** Entries supplied follows **

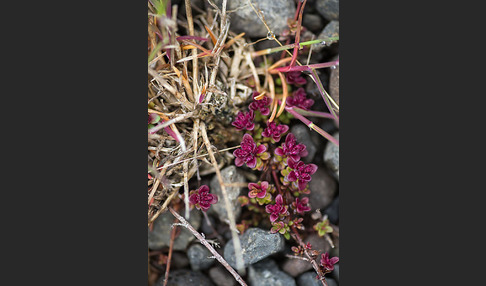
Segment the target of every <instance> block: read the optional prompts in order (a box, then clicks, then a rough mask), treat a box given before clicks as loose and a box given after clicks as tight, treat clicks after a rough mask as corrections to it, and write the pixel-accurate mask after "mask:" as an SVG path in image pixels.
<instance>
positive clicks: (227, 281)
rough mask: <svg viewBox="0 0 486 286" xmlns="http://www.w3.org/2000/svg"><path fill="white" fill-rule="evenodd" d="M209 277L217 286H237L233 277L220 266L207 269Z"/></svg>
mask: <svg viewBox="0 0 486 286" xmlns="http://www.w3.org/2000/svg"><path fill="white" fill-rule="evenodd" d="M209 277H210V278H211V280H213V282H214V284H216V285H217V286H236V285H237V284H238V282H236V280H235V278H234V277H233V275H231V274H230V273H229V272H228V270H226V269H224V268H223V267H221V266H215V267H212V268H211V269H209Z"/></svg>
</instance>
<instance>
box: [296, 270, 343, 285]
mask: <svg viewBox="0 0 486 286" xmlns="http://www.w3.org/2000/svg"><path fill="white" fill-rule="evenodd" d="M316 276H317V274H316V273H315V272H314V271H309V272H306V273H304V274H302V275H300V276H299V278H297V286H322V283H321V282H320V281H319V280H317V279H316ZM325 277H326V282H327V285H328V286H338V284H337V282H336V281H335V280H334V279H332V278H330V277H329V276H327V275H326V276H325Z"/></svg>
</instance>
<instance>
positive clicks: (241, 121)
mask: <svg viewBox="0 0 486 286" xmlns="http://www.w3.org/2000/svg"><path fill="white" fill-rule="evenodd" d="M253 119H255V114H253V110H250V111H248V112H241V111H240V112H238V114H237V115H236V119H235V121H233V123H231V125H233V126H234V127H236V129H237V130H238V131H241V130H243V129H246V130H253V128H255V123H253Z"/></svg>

** End of Entries supplied **

▶ Task requirements: Repeat the listing exactly, minus its pictures.

▶ Task solution:
Segment the target of every <instance> block: read the optional prompts in order (a box, then clicks, then a rough mask), treat a box given before clicks as loose and a box given after clicks as tight, treat clicks after a rough mask as corrections to it, and write the pixel-accurate mask after "mask:" as an SVG path in image pixels.
<instance>
positive clicks: (227, 281)
rough mask: <svg viewBox="0 0 486 286" xmlns="http://www.w3.org/2000/svg"><path fill="white" fill-rule="evenodd" d="M209 277L217 286H237L233 277L220 266L207 269Z"/></svg>
mask: <svg viewBox="0 0 486 286" xmlns="http://www.w3.org/2000/svg"><path fill="white" fill-rule="evenodd" d="M209 277H210V278H211V280H213V282H214V284H216V285H217V286H236V285H237V284H238V282H236V280H235V278H234V277H233V275H231V274H230V273H229V272H228V270H226V269H224V268H223V267H221V266H215V267H212V268H211V269H209Z"/></svg>
</instance>
<instance>
box: [296, 270, 343, 285]
mask: <svg viewBox="0 0 486 286" xmlns="http://www.w3.org/2000/svg"><path fill="white" fill-rule="evenodd" d="M316 276H317V274H316V273H315V272H314V271H309V272H306V273H304V274H302V275H300V276H299V278H297V286H322V283H321V282H320V281H319V280H317V279H316ZM325 277H326V282H327V285H328V286H338V284H337V282H336V281H335V280H334V279H332V278H330V277H329V276H327V275H326V276H325Z"/></svg>
</instance>
<instance>
positive clicks: (241, 121)
mask: <svg viewBox="0 0 486 286" xmlns="http://www.w3.org/2000/svg"><path fill="white" fill-rule="evenodd" d="M253 119H255V114H253V110H250V111H248V112H241V111H240V112H238V114H237V115H236V119H235V121H233V123H231V125H233V126H234V127H236V129H237V130H238V131H241V130H243V129H246V130H253V128H255V123H253Z"/></svg>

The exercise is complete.